__THE REQUEST__
Without the images, print all the entries below exactly as given.

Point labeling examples
----------
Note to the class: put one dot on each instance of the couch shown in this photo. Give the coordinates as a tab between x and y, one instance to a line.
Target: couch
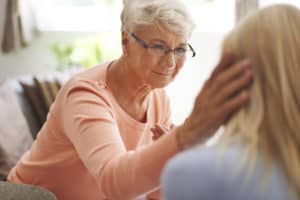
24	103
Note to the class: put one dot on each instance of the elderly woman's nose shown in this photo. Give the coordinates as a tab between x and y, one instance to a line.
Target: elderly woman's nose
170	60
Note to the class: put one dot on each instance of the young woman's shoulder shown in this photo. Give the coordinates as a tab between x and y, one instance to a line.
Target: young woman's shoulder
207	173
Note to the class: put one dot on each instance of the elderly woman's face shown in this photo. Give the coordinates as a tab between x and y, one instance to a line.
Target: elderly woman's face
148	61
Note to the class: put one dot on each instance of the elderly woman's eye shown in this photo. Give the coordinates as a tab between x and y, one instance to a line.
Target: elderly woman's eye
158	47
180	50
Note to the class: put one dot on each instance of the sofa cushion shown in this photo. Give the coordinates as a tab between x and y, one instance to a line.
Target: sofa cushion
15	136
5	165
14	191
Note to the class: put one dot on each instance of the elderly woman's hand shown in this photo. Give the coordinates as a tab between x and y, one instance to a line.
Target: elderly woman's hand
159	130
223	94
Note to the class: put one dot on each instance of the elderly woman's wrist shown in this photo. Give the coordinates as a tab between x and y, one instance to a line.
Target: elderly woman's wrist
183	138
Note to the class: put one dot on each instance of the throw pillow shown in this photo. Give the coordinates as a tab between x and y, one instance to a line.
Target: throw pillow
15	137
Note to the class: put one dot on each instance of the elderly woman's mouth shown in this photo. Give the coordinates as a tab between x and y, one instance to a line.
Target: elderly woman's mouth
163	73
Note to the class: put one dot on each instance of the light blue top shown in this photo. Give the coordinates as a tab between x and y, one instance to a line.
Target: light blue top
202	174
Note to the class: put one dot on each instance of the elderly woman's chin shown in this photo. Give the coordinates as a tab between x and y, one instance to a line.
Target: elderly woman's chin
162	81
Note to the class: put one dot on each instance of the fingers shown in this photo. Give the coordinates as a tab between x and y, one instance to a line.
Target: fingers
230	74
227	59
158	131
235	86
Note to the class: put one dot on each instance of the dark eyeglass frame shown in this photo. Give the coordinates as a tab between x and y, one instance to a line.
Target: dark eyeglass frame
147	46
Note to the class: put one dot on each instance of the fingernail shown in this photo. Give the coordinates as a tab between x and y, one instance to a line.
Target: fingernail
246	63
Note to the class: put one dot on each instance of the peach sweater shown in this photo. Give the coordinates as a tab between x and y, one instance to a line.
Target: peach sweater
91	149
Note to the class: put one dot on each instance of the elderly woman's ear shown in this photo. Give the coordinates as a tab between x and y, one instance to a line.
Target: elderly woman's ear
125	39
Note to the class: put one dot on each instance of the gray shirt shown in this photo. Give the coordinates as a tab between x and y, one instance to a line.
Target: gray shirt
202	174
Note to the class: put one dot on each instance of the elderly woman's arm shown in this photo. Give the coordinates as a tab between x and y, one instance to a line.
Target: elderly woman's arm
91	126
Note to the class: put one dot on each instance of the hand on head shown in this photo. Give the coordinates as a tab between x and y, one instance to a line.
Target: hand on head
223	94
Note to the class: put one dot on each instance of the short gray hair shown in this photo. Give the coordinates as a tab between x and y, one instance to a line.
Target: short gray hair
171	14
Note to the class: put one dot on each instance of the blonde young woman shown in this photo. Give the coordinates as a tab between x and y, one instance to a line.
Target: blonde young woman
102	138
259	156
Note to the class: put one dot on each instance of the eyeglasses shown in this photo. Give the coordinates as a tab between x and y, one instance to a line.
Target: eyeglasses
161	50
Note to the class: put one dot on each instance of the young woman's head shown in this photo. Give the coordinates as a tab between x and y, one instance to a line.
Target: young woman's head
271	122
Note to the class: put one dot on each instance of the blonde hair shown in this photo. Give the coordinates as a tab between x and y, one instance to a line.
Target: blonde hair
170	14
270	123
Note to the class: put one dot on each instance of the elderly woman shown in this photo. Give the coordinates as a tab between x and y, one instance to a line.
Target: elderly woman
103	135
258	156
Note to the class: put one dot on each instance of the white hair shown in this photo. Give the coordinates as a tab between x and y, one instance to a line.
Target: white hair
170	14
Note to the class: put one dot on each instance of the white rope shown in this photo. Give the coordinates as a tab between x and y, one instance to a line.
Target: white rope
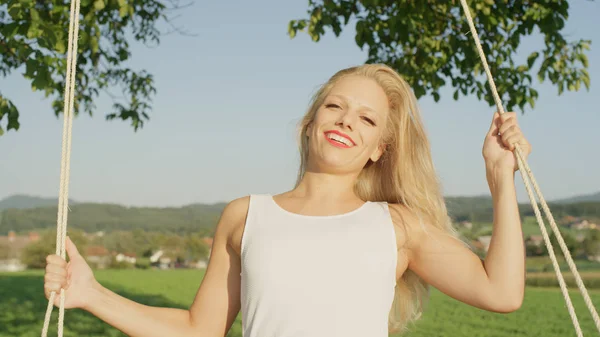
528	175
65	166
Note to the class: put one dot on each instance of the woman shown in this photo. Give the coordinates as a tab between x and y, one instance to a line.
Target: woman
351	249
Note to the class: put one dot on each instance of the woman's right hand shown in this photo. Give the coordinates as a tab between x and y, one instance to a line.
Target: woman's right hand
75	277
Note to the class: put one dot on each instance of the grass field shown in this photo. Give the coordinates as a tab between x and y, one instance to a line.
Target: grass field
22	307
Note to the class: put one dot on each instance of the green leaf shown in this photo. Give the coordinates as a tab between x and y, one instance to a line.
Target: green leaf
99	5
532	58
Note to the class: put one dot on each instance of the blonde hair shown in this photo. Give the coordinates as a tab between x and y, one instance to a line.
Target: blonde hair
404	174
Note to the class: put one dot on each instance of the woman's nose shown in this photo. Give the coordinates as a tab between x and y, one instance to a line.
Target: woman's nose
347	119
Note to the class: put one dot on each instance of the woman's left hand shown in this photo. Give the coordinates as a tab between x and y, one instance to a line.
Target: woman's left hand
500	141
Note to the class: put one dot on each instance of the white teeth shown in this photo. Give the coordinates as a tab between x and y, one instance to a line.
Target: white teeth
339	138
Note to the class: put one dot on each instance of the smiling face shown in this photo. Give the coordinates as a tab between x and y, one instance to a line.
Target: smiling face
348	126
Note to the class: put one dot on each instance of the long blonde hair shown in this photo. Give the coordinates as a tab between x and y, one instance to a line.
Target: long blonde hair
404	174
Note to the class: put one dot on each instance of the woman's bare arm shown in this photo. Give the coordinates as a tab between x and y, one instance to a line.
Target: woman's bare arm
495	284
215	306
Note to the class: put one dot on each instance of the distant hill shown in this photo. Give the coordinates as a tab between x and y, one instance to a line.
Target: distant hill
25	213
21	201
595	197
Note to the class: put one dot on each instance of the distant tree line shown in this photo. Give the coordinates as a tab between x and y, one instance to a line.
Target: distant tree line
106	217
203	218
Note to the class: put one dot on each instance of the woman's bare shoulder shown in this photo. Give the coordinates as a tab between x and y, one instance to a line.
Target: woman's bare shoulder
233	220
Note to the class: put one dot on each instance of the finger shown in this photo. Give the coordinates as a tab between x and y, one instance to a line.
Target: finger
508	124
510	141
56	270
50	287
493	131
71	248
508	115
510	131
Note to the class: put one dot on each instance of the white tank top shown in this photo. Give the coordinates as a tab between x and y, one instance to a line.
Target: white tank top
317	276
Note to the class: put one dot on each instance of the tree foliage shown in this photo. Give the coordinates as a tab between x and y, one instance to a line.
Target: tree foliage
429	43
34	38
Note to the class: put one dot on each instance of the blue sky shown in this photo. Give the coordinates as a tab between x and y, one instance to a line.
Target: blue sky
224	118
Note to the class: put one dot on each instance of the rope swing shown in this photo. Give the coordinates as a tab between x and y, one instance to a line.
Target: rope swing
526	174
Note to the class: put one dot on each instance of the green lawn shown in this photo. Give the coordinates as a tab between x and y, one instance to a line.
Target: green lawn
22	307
----------
__FINAL RESULT__
Note to the class: put one dot on each instance of the couch shown in this photo. Give the coordinates as a tab between x and y, one instance to a line.
Target: couch
24	103
Note to the class: put one dot on each instance of the elderly woman's nose shown in this photo. Give the coordinates as a tab between x and y, one instance to a line.
Target: elderly woman's nose
170	60
Note to the class: put one dot on each instance of the young woman's shoulder shown in this photo. Give the coordinates as a tab between x and y, one instance to a line.
Target: young woman's shoulder
207	173
Note to the class: put one dot on each instance of the elderly woman's face shown in this photo. Give the coordinates as a tab between x and y, one instance to a line.
Target: elderly woman's face
148	61
Note to the class: put one dot on each instance of the elderly woman's eye shown in this photo. Give the coordinates as a tab between x and y, one instance to a line.
Target: elderly woman's eye
158	47
180	50
Note to the class: put one dot on each instance of the sofa cushion shown in this photo. Give the coordinates as a tab between x and y, one instance to a line.
Target: sofa cushion
15	136
5	165
14	191
Note to the class: put one dot on each instance of the elderly woman's hand shown in this photo. Give the coordinates as a tab between x and y, one instance to a line.
Target: elderly woman's hand
159	130
223	94
Note to the class: put one dot on each instance of the elderly woman's wrist shown in this photo. Give the coordinates as a tab between x and y, one instance to a line.
Target: elderly woman's wrist
183	138
Note to the class: put one dot on each instance of the throw pillow shown in this photo. Give the coordinates as a tab between x and y, one instance to a line.
Target: throw pillow
15	137
Note to the class: put one dot on each instance of the elderly woman's mouth shown in this photo. Give the coordinates as a tab between x and y, one instance to a line.
Target: elderly woman's mouth
163	73
Note to the class: put one dot on each instance of the light blue top shown in this photo. Give the coordinates as a tab between x and y, one instance to a line.
Target: light blue top
202	174
Note to the class: put one dot on each instance of the elderly woman's chin shown in this photo. Give the coordinates as a tab between x and y, one instance to a line.
Target: elderly woman's chin
162	81
Note to the class: put one dot on each instance of the fingers shown in this photo. Give the coordinates as a tab between x and y, one instance to a line.
Target: fingers
230	74
227	59
158	131
235	86
Note to the class: put one dot on each instance of the dark eyeglass frame shown in this photo. Give the coordinates as a tab between x and y, one instance to a line.
Target: dark eyeglass frame
147	46
Note to the class: put one dot on each instance of the fingernail shown in this photo. Give the coordinates as a tab between x and y, one instance to a line.
Target: fingernail
246	63
Note to the class: put one dot on each instance of the peach sweater shown in this photo. Give the coordinates as a tab between x and y, one instance to a line.
Target: peach sweater
91	149
Note to the class: put one dot on each instance of the elderly woman's ear shown in this photo. Give the coordinates as a tab between x and y, one instance to a line.
Target: elderly woman's ear
125	39
Note to the class: put one dot on each instance of the gray shirt shown in this photo. Give the coordinates as a tab between x and y, one instance to a line.
Target: gray shirt
202	174
Note to the class: put one dot on each instance of the elderly woman's arm shown in this photo. Give the coordinates as a tab between x and y, one instance to a line.
Target: elderly woman's arm
91	126
Note to the class: put one dot on each instance of the hand on head shown in this photo. Give the coordinates as a tab between x and y, one instance to a line.
Target: hand on head
223	94
Note to the class: put one dot on each instance of the short gray hair shown in this photo. Give the coordinates as a tab between x and y, one instance to a line.
Target: short gray hair
171	14
Note to the class: put one dot on each instance of the blonde young woman shown in this photo. Give the coordinates as a tab between x and y, one instance to a line.
Target: blonde young woman
102	138
259	156
Note to the class: put one dot on each instance of the eyeglasses shown in this photo. Give the coordinates as a tab between x and y, one instance to a line.
Target: eyeglasses
161	50
Note to the class: put one dot on each instance of the young woman's head shown in this photo. Give the coordinates as a tab between x and y, one instance to a line.
Target: young woman's head
271	122
Note to the class: put one dot on each instance of the blonde hair shown in this photo. Give the coordinates as a tab between x and y, one instance to a line.
Target: blonde hair
170	14
270	123
Note to the class: put one dot on each instance of the elderly woman shown in this photo. Give the coordinates as a tab between x and y, one instance to a line.
Target: elderly woman
103	135
258	156
Note to the class: put one dot on each instance of the white hair shown in this photo. Give the coordinates as a tab between x and y, one instance to a line.
Target: white hair
170	14
Note to the class: put one dot on each instance of the white rope shown in this photo. Give the coordinates as a tab between x and y, one instance to a line.
Target: white rope
528	175
65	166
Note to the class: put one dot on each instance of the woman shown in this photo. Give the coordinates as a tab between x and y, one instance to a line.
Target: woman
351	249
Note to the class: put one dot on each instance of the woman's right hand shown in this photo. Give the coordinates as a tab between x and y, one instance to a line.
Target: woman's right hand
75	277
Note to the class: put one dot on each instance of the grass field shown in this photo. Give the coordinates as a tab between x and y, one instance to a line.
Target: grass field
22	307
Note to the class: put one dot on each instance of the green leaf shown in this photo. Give the coordinates as a tab between x and y, one instance to a line.
Target: green leaf
99	5
532	58
Note to the class: put one dot on each instance of the blonde hair shown in this photo. Give the coordinates as a tab between x and y, one instance to a line.
Target: blonde hair
404	174
Note to the class: put one dot on each instance of the woman's nose shown in this photo. Give the coordinates as a tab between x and y, one instance to a line.
Target: woman's nose
347	119
Note to the class: put one dot on each instance of the woman's left hand shown in this photo. Give the coordinates as a tab between x and y, one instance to a line.
Target: woman's left hand
500	141
Note to the class: put one dot on each instance of the white teeth shown in this photo. Give the coordinates as a tab between x and y, one instance to a line.
Target: white teeth
339	138
Note to the class: put one dot on each instance of the smiling face shown in this photo. Give the coordinates as a tab between x and y, one instance to a line.
Target: smiling face
348	126
Note to the class: put one dot on each instance of the long blonde hair shown in this photo. Give the coordinates as a tab between x and y, one instance to a line.
Target: long blonde hair
404	174
Note to the class: put one dot on each instance of the woman's bare arm shown in this photo. Give the coordinates as a tab between x and y, one instance to a line.
Target: woman's bare arm
495	284
215	306
Note to the class: put one dot on each instance of the distant hill shown in this photo. Give the coordinates as a tab between x and y, one instance to a line.
Target: distant hill
25	213
21	201
595	197
Note to the class: put one dot on each instance of the distant tree line shown in this photo. Give the coordinates as a tab between x and y, one instance to a line.
Target: distant tree line
106	217
203	218
Note to the class: put one dot on each instance of the woman's bare shoulder shown in this photo. Give the coordinates as a tab between x and y, one instance to a line.
Target: woman's bare shoulder
233	220
Note to the class: put one dot on each instance of the finger shown in this photo. Give the coordinates as a tab between x and y, one instance to a line.
Target: finger
508	124
510	141
56	270
50	287
493	131
71	248
508	115
510	131
Note to the class: put one dot on each instance of the white tank top shown in this photo. Give the coordinates as a tab between x and y, one instance to a line.
Target: white tank top
317	276
Note to the class: put one dot on each instance of the tree foliage shown in this photo. Give the coordinates as a tab between x and y, one instance to a line.
Target: tree foliage
429	43
34	38
Note to the class: put one dot on each instance of the blue sky shown in this photo. Give the coordinates as a tab between x and y, one instance to a line.
Target: blue sky
224	118
Note to the class: put one dot on each instance of the rope swing shown in this photo. Give the coordinates as a tab between x and y, one instance to a line.
Target: rope swing
526	174
Note to the class: put one dot on each instance of the green lawn shown in this photo. Give the coordinates as a tab between x and y, one instance to a line.
Target: green lawn
22	307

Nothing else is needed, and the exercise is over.